** WHAT THIS TASK INVOLVES **
State how many lines of the listing contain the string "door". Reply with the number alone.

Image region outline records:

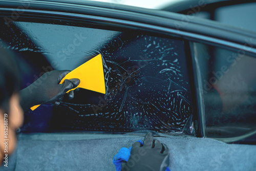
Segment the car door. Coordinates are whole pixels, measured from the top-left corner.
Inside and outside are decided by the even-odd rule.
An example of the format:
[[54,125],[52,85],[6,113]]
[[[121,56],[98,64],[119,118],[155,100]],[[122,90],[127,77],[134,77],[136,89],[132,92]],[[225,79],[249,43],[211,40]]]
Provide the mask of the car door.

** RESPONSE TO THE TASK **
2